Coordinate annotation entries
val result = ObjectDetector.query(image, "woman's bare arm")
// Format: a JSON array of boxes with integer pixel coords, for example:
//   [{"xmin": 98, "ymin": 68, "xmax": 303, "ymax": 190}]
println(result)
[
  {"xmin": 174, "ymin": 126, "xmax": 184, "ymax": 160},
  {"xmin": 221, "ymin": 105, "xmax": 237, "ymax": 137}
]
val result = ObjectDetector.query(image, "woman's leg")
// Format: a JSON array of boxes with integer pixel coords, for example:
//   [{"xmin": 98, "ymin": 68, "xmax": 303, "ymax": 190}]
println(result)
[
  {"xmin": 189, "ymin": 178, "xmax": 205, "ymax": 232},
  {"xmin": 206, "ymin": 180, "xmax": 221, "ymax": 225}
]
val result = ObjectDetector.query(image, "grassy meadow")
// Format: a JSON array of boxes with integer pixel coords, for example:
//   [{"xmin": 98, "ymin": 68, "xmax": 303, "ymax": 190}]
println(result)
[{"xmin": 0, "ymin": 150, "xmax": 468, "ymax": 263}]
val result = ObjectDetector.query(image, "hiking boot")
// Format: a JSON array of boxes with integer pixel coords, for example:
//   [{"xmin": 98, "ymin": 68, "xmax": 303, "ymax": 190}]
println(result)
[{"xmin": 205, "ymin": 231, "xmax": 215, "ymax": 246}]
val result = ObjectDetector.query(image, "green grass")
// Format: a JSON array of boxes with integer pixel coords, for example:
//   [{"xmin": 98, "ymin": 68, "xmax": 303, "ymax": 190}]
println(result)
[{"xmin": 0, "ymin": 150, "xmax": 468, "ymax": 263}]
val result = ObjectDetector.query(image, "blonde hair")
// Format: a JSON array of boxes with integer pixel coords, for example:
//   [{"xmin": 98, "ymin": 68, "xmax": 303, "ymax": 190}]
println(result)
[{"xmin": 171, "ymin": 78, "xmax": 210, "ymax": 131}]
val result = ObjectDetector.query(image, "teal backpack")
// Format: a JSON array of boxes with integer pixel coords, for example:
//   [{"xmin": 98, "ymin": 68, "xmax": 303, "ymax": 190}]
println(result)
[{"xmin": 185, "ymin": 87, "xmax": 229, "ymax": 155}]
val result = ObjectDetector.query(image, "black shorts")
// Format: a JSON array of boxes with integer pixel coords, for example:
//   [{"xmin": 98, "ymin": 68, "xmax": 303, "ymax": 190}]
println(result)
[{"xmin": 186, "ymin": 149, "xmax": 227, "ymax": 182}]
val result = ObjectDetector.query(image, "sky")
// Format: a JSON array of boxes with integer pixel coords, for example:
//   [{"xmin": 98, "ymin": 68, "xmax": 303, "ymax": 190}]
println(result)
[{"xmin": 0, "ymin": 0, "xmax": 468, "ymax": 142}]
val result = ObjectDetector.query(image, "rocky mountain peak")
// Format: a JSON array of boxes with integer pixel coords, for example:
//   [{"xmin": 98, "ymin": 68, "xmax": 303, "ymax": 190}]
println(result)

## What this task involves
Identify each line in the entries above that contains the string "woman", treating uppercase and lowercase letters as distinct.

## Answer to the problem
val result = ObjectDetector.query(image, "woman's bare arm")
val result = ObjectDetector.query(image, "woman's leg")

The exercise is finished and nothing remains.